Texto =
::::::::::

Eu li um artigo que dizia que se a pessoa viver até os 80 anos, e dormir oito horas por noite, quantos anos ela dormirá? Acho que quase trinta! O melhor presente que podemos nos dar é tentar permanecer conscientes quando vamos dormir, perceber a consciência se dissolvendo gradualmente em algo que não conhecemos, uma espécie de escuridão, e entrando lentamente em um estágio de sonho. Para mim, os sonhos não vêm com frequência. Às vezes tenho sonhos muito bons com Sua Santidade dando ensinamentos. Outras vezes, adormeço depois de assistir a um filme e tenho sonhos horríveis. Antes de dormir, eu diria que temos cerca de 80% de controle do tipo de sonho que podemos ter. Não temos controle total sobre nossos sonhos e não temos controle sobre nossas próximas vidas. Mas ainda assim, podemos tentar influenciá-los. Esta é a nossa esperança.

Lembram-se da mulher canadense que estava à beira da morte? Eu a encorajei a fazer esse tipo de prática para que não se preocupasse em entrar coma. Lembre-se, estamos falando de impermanência. Se estivermos dirigindo muito rápido e os freios pararem de funcionar, teremos problemas! Nessa situação, não temos tempo para parar e pensar sobre o Dharma ou para se preparar para alguma coisa. Nossa única esperança é ter influenciado nossas mentes. Precisamos ter alguma experiência e forte determinação.

::::::::::

Objetivos =
**1.** No texto sobre o sono, quanto controle temos, antes de dormir, sobre o tipo de sonho que podemos ter?
**2.** Dê sequência ao texto sobre sono e impermanência a partir da última frase.

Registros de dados
::::::::::

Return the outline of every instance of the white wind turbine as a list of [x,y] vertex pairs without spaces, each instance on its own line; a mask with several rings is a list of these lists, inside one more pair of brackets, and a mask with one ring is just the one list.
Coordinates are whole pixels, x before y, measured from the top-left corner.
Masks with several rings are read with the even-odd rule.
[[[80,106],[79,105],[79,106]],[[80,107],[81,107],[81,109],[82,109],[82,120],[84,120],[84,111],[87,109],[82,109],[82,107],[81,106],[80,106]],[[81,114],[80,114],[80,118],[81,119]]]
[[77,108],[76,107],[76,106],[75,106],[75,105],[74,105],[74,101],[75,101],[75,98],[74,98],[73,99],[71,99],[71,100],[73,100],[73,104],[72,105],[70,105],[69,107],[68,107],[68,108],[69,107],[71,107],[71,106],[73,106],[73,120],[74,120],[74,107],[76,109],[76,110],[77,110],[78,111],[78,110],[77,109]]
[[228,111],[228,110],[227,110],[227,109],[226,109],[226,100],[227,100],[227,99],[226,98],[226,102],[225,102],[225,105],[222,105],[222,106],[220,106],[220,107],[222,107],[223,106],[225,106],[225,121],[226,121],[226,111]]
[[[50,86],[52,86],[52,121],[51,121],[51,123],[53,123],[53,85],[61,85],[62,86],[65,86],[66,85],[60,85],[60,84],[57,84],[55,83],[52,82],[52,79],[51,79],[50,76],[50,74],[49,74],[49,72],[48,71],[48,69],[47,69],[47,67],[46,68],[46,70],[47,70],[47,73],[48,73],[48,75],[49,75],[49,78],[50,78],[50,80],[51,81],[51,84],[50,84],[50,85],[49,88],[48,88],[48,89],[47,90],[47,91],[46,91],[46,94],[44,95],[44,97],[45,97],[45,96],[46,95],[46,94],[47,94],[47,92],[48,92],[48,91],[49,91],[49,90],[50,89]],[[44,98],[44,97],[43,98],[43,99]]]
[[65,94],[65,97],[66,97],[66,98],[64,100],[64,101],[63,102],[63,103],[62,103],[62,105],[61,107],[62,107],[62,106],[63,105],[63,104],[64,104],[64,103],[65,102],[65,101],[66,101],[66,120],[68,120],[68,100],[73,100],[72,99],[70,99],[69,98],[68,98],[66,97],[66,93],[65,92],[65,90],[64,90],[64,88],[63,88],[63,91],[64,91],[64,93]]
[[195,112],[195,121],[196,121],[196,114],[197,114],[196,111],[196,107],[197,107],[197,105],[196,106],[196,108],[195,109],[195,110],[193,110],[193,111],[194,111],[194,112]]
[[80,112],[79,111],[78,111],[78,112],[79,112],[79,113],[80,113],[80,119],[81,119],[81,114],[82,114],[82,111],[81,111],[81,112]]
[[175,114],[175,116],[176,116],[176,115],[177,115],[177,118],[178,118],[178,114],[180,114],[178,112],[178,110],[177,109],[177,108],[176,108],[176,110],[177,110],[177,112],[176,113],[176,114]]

::::::::::

Respostas por tarefa =
**1.** Cerca de 80%.

**2.**
É por isso que o grande Konchog Tenpe Dronme explica que quer queiramos ou não praticar o Dharma, uma vez que praticamos, tem que ser com seriedade e temos que construir uma base segura. Quando fazemos o que nossos gurus e os Budas nos aconselham a fazer, fica fácil para eles nos ajudarem. Quando falamos em samaya, o vínculo estreito entre o guru e o aluno, isso vem do aluno fazer o que os gurus e Budas aconselham. Se esse vínculo estiver presente e o guru orar, os alunos obterão ainda mais benefícios de sua prática. Acho que funciona assim. A energia não vem da mão de Deus para nos dar um bom renascimento. Não é desse jeito. Tudo depende de causas e condições, certo? É assim que eu entendo.

Recordando a Impermanência para Desenvolver uma Forte Motivação para Praticar o Dharma

(26) Esta é uma canção de impermanência, uma meditação, “Uma Grande Luz para Iluminar o Caminho do Meio.” Seu propósito é fortalecer a determinação da mente para o Dharma no início, no meio e até a liberação final.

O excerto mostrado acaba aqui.